== Document section

What's a total waste of money:
• Antibiotics. Repeat after us: Colds are caused by viruses, NOT BACTERIA, thus ANTIBIOTICS DON'T WORK for the common cold! And taking them unnecessarily puts you at risk for developing a resistance to them, which could trigger more severe, untreatable infections later on. Research has shown that antibiotics don't even do anything to alleviate cold symptoms, but 80 percent of people who take them DO report unpleasant side effects.
• Over-the-counter cough medicines. Ironically, few studies have found any benefit for adults from taking medicines containing guaifenesin and dextromethorphan, the two main ingredients in cough suppressants.
• Nasal irrigation. Whether inhaled as a spray or used in a neti pot, saline nasal sprays don't seem to help treat a cold either. You might experience some benefit, but studies just haven't found either to be very effective.

====
== Material provided

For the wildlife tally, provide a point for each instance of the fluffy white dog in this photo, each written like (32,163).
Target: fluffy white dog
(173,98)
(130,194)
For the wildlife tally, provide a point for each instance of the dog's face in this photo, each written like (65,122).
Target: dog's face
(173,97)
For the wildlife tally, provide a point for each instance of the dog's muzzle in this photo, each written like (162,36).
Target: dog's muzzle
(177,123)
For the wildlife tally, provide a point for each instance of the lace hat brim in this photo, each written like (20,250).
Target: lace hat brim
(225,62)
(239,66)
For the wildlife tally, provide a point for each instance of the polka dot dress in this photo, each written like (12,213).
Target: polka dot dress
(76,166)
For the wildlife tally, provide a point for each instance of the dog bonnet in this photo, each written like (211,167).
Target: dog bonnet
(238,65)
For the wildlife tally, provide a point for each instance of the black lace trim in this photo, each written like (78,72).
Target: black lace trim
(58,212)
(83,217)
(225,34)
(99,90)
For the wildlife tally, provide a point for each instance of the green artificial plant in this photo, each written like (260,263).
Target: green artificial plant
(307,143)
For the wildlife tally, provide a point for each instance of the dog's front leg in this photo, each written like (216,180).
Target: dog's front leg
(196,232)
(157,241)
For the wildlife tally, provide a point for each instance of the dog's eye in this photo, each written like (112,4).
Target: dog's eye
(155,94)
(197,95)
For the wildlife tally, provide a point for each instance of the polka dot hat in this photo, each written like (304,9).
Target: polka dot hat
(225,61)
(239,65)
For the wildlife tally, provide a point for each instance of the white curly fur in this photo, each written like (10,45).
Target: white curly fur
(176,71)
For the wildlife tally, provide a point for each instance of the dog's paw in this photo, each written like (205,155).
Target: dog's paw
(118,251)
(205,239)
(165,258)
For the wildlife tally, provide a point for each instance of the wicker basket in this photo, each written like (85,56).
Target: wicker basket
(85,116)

====

*Work order 1*
Reproduce the portion of the passage on cold remedies that begins at the words "What's a total" and stops after "unpleasant side effects.", switching "unpleasant" to "troublesome".
*Work order 2*
According to the passage on cold remedies, what share of people who take antibiotics report unpleasant side effects?

*Exercise response 1*
What's a total waste of money:
• Antibiotics. Repeat after us: Colds are caused by viruses, NOT BACTERIA, thus ANTIBIOTICS DON'T WORK for the common cold! And taking them unnecessarily puts you at risk for developing a resistance to them, which could trigger more severe, untreatable infections later on. Research has shown that antibiotics don't even do anything to alleviate cold symptoms, but 80 percent of people who take them DO report troublesome side effects.

*Exercise response 2*
80 percent.